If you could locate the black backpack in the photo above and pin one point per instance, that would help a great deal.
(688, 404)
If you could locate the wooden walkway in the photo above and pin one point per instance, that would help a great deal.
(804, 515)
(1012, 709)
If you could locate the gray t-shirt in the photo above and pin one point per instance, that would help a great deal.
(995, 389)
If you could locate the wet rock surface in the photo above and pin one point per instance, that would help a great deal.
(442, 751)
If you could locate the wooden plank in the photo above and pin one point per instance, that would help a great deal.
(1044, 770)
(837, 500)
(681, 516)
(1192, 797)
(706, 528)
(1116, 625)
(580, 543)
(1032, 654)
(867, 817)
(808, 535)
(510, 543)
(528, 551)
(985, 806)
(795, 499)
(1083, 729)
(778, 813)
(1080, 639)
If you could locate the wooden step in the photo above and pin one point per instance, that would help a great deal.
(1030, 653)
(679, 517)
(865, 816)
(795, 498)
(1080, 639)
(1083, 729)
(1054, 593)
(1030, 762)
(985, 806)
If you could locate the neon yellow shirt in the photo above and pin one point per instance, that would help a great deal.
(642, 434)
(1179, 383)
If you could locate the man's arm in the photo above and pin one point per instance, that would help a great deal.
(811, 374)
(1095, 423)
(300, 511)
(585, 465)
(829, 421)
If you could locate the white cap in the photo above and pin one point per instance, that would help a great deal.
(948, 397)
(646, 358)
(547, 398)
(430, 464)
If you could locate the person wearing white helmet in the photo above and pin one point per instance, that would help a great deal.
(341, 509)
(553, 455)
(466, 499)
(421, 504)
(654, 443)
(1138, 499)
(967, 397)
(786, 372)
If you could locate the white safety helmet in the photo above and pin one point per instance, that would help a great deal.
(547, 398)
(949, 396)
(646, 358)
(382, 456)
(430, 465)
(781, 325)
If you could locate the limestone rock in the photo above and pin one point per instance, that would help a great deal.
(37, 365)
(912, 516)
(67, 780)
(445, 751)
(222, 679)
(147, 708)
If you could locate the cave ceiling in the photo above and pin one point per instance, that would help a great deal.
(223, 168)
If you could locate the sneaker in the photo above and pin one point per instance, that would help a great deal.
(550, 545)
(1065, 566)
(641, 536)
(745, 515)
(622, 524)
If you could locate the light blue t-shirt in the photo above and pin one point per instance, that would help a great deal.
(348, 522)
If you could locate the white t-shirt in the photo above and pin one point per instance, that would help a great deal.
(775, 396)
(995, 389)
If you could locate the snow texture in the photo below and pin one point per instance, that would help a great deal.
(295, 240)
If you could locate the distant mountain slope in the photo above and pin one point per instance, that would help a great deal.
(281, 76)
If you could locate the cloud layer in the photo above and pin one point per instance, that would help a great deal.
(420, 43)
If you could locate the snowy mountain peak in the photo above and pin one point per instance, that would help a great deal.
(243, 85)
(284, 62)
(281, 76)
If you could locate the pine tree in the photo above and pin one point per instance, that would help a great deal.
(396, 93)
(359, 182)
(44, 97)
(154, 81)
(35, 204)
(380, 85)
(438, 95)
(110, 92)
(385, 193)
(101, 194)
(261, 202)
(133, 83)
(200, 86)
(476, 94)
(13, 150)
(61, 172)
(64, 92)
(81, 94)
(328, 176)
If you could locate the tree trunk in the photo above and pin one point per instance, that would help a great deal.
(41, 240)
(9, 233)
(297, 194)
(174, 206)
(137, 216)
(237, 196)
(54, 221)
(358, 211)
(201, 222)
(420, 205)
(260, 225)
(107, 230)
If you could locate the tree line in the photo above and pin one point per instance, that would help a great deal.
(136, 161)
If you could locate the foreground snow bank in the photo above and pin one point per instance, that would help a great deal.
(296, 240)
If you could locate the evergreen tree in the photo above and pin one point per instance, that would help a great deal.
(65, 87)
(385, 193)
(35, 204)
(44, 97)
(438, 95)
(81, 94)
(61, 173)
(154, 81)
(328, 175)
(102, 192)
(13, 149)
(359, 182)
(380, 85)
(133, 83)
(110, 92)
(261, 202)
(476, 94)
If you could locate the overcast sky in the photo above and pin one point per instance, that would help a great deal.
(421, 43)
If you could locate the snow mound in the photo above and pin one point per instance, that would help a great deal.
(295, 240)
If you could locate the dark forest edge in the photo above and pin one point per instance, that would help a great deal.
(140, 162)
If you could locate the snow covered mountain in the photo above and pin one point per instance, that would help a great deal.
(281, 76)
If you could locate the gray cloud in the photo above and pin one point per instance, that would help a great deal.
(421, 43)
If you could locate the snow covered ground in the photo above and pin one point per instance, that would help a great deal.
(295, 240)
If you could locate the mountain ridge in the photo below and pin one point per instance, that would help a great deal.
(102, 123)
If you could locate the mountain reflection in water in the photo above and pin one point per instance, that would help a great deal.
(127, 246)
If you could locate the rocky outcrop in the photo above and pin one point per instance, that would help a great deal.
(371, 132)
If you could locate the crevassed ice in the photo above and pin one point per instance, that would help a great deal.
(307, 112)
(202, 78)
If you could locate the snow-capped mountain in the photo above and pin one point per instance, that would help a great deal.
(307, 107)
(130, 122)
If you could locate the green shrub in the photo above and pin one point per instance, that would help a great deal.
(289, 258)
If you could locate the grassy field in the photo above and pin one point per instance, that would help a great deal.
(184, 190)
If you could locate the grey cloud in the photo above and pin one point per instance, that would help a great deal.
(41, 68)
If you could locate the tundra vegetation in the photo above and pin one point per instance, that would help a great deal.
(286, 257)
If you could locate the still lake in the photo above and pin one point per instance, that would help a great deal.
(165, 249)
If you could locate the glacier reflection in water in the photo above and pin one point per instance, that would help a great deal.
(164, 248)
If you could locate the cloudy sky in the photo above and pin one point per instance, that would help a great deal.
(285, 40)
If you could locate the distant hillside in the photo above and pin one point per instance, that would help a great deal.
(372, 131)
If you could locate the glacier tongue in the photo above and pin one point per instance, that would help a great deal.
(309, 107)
━━━━━━━━━━━━━━━━━━━━
**Task prompt**
Each line above must be output exactly as it stands.

**Solution for this problem**
If you could locate the black backpack in the photo above and pin one point per instance, that would help a great deal.
(688, 404)
If you could locate the wooden walkway in the photo above and pin one point per instance, that would help a great deal.
(804, 515)
(1012, 709)
If you could locate the gray t-shirt in the photo above and pin one point per instance, that would help a great deal.
(995, 389)
If you could locate the wet rock surface in the photo above and pin one point per instance, that would help a great deal.
(442, 751)
If you could locate the wooden plank in the photo above and pin one point per instance, that would help a great deal.
(1044, 770)
(837, 500)
(681, 516)
(1192, 797)
(706, 528)
(1116, 625)
(580, 543)
(1032, 654)
(867, 817)
(808, 535)
(510, 543)
(528, 551)
(985, 806)
(795, 499)
(1083, 729)
(778, 813)
(1080, 639)
If you could locate the wooden step in the photo above and pin one point per instance, that would help a great deal.
(1030, 653)
(679, 517)
(865, 816)
(795, 498)
(1080, 639)
(1083, 729)
(1054, 593)
(1030, 762)
(985, 806)
If you could locate the neon yellow shirt in the photo above and pin one point per instance, that would help a great deal.
(642, 434)
(1179, 383)
If you could locate the man's arm in the photo above and pin one point per instance, that would help a great deal.
(811, 374)
(1095, 423)
(300, 511)
(585, 465)
(829, 421)
If you could locate the white cap in the photo above and pin one point per instance, that would help a great deal.
(948, 397)
(646, 358)
(547, 398)
(430, 464)
If you could locate the person wearing white helmet in the photo above and pin one point per instance, that would help a great deal.
(341, 509)
(553, 455)
(466, 499)
(421, 504)
(654, 443)
(1138, 499)
(967, 397)
(786, 372)
If you could locate the white safety helmet in the photo above and pin one point per instance, that would help a great deal.
(547, 398)
(949, 396)
(646, 358)
(382, 456)
(430, 465)
(781, 325)
If you could locate the limestone rock in the photo above and pin one point per instance, that would help a great deal.
(37, 365)
(912, 516)
(67, 780)
(445, 751)
(222, 679)
(147, 708)
If you could locate the cave ceiling in the photo above and pin one point per instance, that would help a great deal.
(223, 168)
If you could locate the sneaker in the photo above and pin one point per instance, that would help a great deal.
(550, 545)
(1065, 566)
(641, 536)
(745, 515)
(622, 524)
If you could locate the light blue t-shirt in the photo above and pin one point per instance, that would help a great deal.
(348, 522)
If you could locate the white t-shirt in the photo above and pin one point per instance, that would help a great deal.
(775, 396)
(995, 389)
If you could locate the snow texture in the photo below and pin one point per instance, that would help a great deal.
(295, 240)
If you could locate the distant mountain slope in the photo above and pin one point per instance, that would help a great deal.
(281, 76)
If you could locate the cloud layer in the photo above and pin one point per instance, that would help a great deal.
(420, 43)
If you could locate the snowy mountain peak in the photo above and pin one point per instance, that would help a great deal.
(243, 85)
(284, 62)
(281, 76)
If you could locate the pine tree in the photo above and pin one point per instance, that would help a great deal.
(396, 93)
(359, 182)
(44, 97)
(154, 81)
(35, 204)
(380, 85)
(438, 95)
(110, 92)
(385, 193)
(101, 194)
(261, 202)
(133, 83)
(200, 86)
(476, 94)
(13, 150)
(61, 172)
(64, 92)
(81, 94)
(328, 176)
If you could locate the tree trunk in the photo above and pin one point per instance, that would help a great deal.
(41, 240)
(9, 233)
(297, 194)
(174, 206)
(137, 216)
(237, 196)
(54, 221)
(358, 211)
(201, 222)
(420, 205)
(260, 225)
(107, 230)
If you could locate the tree line in the photo above and pin one point per instance, that would help a great deal.
(136, 161)
If you could locate the foreground snow bank in the photo above and pin one point per instance, that would help a great deal.
(296, 240)
If you could locate the evergreen tree in the photo above and pin one point per instance, that would help a great deal.
(65, 87)
(385, 193)
(35, 204)
(44, 97)
(438, 95)
(81, 94)
(61, 173)
(154, 81)
(328, 175)
(102, 192)
(13, 149)
(359, 182)
(380, 85)
(133, 83)
(110, 92)
(261, 202)
(476, 94)
If you could locate the overcast sky in the photo above and pin one point per instance, that would help a great deal.
(421, 43)
If you could locate the snow mound in the photo above and pin one point per instance, that would help a great deal.
(295, 240)
If you could locate the dark forest edge in the photo above and pin one point per instance, that would help a great deal.
(140, 162)
If you could locate the snow covered mountain in the photo above and pin one point per instance, that would help a great deal.
(281, 76)
If you could locate the gray cloud in the photo above and pin one point per instance, that would help a great deal.
(421, 43)
If you could locate the snow covered ground in the photo above and pin one point per instance, that would help a great deal.
(295, 240)
If you could locate the mountain ridge in the photo below and pin one point per instance, that would help a great deal.
(102, 123)
If you could locate the mountain reflection in water in the photo above and pin one point per instance, that would help a great deal.
(127, 246)
If you could locate the rocky outcrop in the photo above and pin one point per instance, that would help a great deal.
(371, 132)
If you could locate the crevassed ice in the photo above and pin one point per instance, that would help a great deal.
(307, 112)
(202, 78)
If you could locate the snow-capped mountain in the photo above and pin one point per instance, that would help a great deal.
(307, 107)
(130, 122)
If you could locate the green shrub in the photo above and pin one point per instance, that would help a great deal.
(289, 258)
If you could locate the grassy field in the photo above and pin one point per instance, that would help a great deal.
(184, 190)
If you could locate the grey cloud in the photo above and pin one point per instance, that would help a great deal.
(41, 68)
If you could locate the tundra vegetation in the photo above and pin one point per instance, that would help a great deal.
(286, 257)
If you could locate the still lake in the photo above and pin one point per instance, that would help a great deal.
(165, 249)
If you could locate the glacier reflection in water in the photo above and pin one point per instance, that would help a great deal.
(164, 248)
If you could locate the cloudy sky in the photo above and pin one point per instance, that would help a great deal.
(285, 40)
If you could locate the distant hillside in the photo above and pin one point per instance, that would help a great deal.
(372, 131)
If you could locate the glacier tongue in the photo above and pin one point per instance, that would help a great deal.
(309, 107)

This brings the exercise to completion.